Se Cortázar parte para Paris, o exílio voluntário, fugindo da “vulgaridade” que toma conta da produção cultural durante o peronismo, Borges pratica a autoironia: é ele o monstruoso, o singular, o diferente, e está fadado à morte. Em momento algum esconde sua condição agressiva e vingativa: “[...] eu castigarei no seu tempo [...]”[5] (p.67)Em 1947 havia escrito “La fiesta del monstruo” (in OLGUÍN, 2000), junto com o seu amigo Bioy Casares. Nesse conto, a loucura, a brutalidade da plebe, tinha tomado conta da cidade. Em “La casa de Asterión”, o único impedimento para entrar no palácio do Minotauro é o terror que este inspira na grey: “[suas portas] estão abertas dia e noite para os homens e também para os animais. Quem quiser, que entre”[6] (p.67).

Em Paris, porém, Cortázar recolheu a linha que Irene tinha deixado cair. O fio da memória permitiu ao escritor re-tecer o país na sua escrita. Depois deu nome e rosto e voz e razões àqueles de quem tinha fugido. Já em “Las puertas del cielo”, outro dos relatos de “Bestiario” (1977), o medo dá lugar à fascinação pelo Outro, ainda que apresentado como animalesco, monstruoso, abjeto.

Esta chave de leitura do conto “Casa tomada” como “alegoria do sentimento de invasão” da plebe foi apontada por primeira vez por Juan José Sebreli em 1964 em “Buenos Aires, vida cotidiana e alienação” (in SEBRELI, 2003: p.102). Porém, já em 1962, Germán Rozenmacher publicava “Cabecita negra”[7] (1967), releitura do conto de Cortázar. No relato de Rozenmacher, um casal de irmãos, humilhados e ofendidos, invade a casa de um homem de classe média para cobrar o que julgam que lhes é devido. Os invasores têm nome e rosto e voz e razões. “A operação de inverter o topos implicava a substituição de um campo semântico por outro, mas isso impunha, por sua vez, a aceitação da existência dos dois níveis por separado. Por exemplo, a operação de inverter o sema ‘cabecita negra’ para incluí-lo no semema ‘civilização’ apenas foi possível porque civilização e barbárie eram pensados ainda como campos semânticos válidos.”[8] (AVELLANEDA in NAVARRO, 2003: p.111.) A inversão não resolve a tensão, apenas a explicita, dá nome aos bois.

A partir dos anos 60, junto com Cortázar e Rozenmacher, outros autores, como Walsh, recolheram o fio de Ariadna numa proliferação de alegorias do amor ao povo que salva o intelectual do labirinto da solidão. De todas elas, a alegoria do amor carnal é a mais freqüente. Borges, em troca, fez dos seus últimos gestos, alegoria daquela procura pelo duplo igual, pelo espelho: o seu casamento quase póstumo com Maria Kodama assim o atesta.

- [Registros exibidos]
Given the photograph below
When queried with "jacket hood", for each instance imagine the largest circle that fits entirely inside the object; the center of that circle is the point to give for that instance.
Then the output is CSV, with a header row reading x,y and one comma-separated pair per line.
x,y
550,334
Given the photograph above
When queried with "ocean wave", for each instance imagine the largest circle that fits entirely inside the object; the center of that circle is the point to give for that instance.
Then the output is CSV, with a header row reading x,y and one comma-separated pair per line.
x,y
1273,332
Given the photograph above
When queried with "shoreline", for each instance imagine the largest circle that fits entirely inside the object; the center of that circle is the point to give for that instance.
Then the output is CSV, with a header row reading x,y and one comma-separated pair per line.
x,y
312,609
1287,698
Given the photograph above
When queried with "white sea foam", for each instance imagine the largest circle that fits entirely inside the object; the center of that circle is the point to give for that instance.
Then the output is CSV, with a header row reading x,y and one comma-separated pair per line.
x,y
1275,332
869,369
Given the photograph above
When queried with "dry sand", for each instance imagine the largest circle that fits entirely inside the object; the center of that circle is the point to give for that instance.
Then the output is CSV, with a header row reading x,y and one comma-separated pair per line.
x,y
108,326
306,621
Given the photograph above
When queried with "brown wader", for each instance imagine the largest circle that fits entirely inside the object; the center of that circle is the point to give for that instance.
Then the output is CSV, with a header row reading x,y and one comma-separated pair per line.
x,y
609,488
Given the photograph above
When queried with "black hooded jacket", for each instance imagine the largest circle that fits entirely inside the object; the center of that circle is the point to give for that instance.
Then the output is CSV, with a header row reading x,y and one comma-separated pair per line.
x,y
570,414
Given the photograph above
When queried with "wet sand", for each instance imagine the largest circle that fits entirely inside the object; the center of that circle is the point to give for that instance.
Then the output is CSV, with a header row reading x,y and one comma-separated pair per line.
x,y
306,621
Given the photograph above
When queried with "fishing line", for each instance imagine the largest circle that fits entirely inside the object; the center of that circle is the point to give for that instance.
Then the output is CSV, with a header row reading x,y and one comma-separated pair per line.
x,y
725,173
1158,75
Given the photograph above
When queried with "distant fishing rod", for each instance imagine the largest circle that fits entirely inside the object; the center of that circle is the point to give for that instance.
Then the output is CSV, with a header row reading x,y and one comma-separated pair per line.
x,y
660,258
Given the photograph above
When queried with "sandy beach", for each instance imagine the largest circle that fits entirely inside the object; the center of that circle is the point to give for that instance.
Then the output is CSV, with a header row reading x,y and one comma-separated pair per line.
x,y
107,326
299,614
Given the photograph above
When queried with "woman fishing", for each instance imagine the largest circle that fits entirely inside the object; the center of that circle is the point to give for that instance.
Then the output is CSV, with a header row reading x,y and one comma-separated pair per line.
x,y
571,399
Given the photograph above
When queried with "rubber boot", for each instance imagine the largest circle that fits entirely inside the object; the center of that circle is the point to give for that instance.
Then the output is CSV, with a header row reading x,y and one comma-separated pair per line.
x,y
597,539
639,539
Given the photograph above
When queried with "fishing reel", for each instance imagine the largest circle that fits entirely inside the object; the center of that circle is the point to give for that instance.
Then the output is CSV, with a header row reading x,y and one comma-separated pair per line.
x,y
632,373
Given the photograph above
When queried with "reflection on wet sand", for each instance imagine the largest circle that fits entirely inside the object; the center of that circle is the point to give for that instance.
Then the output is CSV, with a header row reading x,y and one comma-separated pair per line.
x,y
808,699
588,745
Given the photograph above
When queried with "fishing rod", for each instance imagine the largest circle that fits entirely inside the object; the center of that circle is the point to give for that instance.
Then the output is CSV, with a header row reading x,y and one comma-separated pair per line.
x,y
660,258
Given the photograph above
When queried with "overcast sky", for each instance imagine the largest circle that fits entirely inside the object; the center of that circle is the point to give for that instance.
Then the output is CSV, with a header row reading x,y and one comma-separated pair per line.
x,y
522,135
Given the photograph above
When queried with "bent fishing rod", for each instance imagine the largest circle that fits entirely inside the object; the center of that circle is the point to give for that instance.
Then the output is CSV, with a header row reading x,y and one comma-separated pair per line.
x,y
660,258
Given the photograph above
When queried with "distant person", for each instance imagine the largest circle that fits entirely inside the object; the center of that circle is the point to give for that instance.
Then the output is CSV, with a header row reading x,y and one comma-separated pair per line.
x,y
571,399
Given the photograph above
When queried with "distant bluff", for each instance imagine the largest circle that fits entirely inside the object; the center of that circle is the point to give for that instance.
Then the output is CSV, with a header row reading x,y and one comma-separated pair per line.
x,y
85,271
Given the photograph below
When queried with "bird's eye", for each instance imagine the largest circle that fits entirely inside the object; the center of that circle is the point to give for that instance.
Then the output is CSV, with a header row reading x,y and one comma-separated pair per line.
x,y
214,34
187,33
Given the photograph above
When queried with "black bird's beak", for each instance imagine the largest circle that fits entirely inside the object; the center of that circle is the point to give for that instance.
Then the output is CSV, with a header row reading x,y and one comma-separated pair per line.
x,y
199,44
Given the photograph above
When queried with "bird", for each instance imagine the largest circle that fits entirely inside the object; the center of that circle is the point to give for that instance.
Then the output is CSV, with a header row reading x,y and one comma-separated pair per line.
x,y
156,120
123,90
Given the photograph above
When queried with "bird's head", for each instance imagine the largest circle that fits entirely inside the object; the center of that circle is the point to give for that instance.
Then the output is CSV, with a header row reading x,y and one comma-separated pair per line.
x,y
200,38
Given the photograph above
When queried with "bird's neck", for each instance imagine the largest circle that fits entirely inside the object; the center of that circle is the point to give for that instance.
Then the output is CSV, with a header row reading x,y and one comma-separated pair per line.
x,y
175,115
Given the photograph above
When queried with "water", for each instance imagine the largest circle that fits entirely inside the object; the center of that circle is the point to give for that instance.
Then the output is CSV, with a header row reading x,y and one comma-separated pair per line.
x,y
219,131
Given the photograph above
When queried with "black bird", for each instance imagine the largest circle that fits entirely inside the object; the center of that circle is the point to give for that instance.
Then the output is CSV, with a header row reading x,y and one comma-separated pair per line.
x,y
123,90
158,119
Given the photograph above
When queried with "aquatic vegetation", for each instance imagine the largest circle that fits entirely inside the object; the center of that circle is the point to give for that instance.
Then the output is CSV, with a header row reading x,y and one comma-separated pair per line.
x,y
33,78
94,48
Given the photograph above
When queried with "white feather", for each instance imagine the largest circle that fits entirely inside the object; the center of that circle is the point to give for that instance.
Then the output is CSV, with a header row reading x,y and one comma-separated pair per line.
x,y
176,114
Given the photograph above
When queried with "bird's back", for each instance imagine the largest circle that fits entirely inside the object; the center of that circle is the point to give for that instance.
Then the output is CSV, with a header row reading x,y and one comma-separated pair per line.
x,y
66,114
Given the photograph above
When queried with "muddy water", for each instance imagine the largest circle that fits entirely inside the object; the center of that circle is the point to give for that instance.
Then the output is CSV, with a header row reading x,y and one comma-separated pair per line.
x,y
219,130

- [Enunciado]
Transcreva do texto sobre Cortázar e Borges o trecho entre “A partir dos” e “assim o atesta.”, inclusive. Os registros não têm relação com o texto.

- [Resposta]
A partir dos anos 60, junto com Cortázar e Rozenmacher, outros autores, como Walsh, recolheram o fio de Ariadna numa proliferação de alegorias do amor ao povo que salva o intelectual do labirinto da solidão. De todas elas, a alegoria do amor carnal é a mais freqüente. Borges, em troca, fez dos seus últimos gestos, alegoria daquela procura pelo duplo igual, pelo espelho: o seu casamento quase póstumo com Maria Kodama assim o atesta.